The request -> Repeat exactly the lines that run from the one containing "Please indicate the white waistband" to the end of the data, and leave out all others.

Excerpt from a dataset:
▼▼▼
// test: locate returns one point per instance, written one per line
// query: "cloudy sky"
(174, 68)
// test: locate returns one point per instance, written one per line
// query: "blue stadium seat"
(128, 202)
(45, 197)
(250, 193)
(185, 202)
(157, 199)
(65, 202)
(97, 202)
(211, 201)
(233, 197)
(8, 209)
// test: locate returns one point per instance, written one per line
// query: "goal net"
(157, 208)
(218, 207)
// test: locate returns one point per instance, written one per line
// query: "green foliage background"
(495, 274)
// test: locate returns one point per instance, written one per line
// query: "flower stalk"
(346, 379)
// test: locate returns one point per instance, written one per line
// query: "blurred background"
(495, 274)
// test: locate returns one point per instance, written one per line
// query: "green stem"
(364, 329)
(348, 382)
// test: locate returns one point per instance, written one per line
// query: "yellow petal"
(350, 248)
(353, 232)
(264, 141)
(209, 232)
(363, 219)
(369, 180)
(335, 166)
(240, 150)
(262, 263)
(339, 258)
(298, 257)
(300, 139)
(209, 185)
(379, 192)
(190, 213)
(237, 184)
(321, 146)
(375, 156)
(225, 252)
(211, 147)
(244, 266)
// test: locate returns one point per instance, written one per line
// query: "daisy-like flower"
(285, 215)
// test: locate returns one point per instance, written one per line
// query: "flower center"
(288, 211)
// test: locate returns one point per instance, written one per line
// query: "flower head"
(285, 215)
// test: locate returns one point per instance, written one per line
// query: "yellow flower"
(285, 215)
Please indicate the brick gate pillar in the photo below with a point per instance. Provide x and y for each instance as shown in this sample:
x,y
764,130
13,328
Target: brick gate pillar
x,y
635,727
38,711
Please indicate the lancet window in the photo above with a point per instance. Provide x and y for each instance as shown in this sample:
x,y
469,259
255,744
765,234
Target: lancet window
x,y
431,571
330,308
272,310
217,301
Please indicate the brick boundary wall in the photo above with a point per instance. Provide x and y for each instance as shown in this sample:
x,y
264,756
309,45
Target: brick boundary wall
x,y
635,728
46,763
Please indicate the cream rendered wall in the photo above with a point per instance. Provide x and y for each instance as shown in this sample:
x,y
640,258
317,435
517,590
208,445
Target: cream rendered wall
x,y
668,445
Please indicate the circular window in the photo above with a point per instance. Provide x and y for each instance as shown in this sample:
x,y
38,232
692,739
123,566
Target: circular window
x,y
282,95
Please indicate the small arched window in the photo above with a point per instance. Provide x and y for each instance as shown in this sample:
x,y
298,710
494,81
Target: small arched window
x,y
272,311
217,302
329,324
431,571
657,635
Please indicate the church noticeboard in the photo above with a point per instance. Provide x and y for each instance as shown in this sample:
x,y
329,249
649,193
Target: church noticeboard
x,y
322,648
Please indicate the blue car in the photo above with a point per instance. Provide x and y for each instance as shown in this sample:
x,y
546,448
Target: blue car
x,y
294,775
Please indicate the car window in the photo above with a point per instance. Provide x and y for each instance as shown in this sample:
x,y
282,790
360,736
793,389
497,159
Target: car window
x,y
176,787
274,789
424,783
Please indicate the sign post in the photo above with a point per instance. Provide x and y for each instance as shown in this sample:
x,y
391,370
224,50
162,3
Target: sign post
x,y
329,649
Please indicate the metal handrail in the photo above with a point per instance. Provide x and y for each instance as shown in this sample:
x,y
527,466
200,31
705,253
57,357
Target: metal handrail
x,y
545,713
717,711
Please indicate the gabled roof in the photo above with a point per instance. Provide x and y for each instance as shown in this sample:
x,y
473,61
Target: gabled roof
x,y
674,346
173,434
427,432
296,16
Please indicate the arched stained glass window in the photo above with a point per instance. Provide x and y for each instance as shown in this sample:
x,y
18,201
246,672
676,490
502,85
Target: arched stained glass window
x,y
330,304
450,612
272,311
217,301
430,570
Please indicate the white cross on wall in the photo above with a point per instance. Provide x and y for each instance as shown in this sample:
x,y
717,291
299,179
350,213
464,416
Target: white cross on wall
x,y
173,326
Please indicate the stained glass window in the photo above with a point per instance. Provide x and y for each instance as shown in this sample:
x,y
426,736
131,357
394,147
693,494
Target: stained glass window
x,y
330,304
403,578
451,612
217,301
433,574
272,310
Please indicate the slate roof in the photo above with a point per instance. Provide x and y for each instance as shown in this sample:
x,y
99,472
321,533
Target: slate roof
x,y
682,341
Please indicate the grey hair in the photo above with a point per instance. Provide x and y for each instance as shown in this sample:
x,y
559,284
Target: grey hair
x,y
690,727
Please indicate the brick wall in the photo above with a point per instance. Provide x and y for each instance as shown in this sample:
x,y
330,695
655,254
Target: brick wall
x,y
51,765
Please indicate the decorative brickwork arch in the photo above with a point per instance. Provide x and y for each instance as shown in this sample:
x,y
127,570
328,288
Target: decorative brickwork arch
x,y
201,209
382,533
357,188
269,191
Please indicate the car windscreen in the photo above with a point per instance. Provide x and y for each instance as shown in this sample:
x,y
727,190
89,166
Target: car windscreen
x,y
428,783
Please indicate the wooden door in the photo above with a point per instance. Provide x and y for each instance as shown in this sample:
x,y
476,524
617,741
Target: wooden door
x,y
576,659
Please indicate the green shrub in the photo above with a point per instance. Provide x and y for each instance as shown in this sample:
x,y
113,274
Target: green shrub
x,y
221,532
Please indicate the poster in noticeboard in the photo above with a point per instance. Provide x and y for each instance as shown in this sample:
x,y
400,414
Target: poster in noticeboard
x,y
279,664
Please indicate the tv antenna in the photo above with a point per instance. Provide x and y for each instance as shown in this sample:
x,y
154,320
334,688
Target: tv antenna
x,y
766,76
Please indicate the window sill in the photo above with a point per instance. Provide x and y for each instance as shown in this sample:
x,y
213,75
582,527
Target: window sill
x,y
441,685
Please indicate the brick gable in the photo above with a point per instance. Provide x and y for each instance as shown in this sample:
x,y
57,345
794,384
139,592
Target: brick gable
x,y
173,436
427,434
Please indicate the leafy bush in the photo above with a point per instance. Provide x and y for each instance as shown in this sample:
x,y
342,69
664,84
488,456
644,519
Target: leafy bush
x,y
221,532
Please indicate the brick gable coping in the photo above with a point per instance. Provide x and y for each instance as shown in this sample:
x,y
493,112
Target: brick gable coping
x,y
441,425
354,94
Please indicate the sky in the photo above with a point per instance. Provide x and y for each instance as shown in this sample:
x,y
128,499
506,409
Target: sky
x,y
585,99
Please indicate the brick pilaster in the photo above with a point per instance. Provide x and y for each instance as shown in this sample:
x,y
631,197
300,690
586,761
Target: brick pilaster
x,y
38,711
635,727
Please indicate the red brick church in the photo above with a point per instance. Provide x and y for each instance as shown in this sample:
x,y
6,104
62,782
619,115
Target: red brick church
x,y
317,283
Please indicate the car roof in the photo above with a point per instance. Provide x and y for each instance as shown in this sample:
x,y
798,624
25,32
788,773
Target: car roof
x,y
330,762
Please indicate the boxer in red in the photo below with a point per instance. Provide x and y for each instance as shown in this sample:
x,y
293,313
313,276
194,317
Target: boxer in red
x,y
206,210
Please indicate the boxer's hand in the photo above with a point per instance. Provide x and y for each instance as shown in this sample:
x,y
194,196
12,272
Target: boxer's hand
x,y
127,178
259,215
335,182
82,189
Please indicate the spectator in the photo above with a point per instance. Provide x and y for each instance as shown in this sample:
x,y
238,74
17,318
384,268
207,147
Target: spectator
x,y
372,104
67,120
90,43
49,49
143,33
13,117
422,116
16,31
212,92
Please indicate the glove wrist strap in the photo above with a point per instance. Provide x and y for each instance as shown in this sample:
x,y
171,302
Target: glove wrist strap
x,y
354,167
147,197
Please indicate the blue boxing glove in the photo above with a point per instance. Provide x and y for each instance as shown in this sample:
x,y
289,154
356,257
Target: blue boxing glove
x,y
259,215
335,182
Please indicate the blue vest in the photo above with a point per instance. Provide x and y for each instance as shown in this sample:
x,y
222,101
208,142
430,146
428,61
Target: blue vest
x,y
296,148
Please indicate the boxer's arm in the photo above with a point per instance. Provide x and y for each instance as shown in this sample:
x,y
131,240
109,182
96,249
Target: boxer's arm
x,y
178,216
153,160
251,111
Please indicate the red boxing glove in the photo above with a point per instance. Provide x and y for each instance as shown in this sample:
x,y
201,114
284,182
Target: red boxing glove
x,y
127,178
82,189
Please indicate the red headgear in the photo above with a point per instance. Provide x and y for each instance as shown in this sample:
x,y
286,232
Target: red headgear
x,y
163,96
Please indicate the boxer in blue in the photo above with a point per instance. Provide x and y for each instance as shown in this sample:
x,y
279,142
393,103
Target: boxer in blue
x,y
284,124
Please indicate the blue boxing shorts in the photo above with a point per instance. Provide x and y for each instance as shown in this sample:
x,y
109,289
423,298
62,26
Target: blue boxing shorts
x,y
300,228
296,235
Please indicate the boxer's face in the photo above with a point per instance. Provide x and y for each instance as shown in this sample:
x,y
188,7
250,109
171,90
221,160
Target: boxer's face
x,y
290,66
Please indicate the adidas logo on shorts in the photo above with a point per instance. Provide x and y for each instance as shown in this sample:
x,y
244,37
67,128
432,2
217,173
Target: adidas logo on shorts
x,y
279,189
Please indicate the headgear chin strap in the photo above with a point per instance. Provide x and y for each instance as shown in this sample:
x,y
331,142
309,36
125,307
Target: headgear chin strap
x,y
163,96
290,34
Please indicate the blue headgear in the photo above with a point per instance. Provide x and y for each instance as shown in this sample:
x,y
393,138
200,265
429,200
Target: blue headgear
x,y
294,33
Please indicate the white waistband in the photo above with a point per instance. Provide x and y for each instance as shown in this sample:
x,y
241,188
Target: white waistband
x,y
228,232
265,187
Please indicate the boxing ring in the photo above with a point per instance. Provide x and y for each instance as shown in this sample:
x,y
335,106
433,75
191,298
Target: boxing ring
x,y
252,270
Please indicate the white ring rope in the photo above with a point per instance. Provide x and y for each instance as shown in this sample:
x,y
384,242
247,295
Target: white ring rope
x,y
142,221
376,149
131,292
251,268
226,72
▲▲▲
Exercise solution ->
Please indicate the white waistband in the photo above with a point per instance. Provide x and y for each instance as shown in this sample:
x,y
241,188
Target: white waistband
x,y
228,232
265,187
Please indicate the boxing ring in the photo above with a point per instance. Provide x and y for each instance as shown in this sample:
x,y
335,106
433,75
191,298
Target: boxing ring
x,y
252,270
Please indicate the white ring rope in the photo above with a point per instance. Provide x and y for each instance as shown in this sample:
x,y
384,242
247,295
Target: white ring rope
x,y
142,221
376,149
131,292
251,268
226,72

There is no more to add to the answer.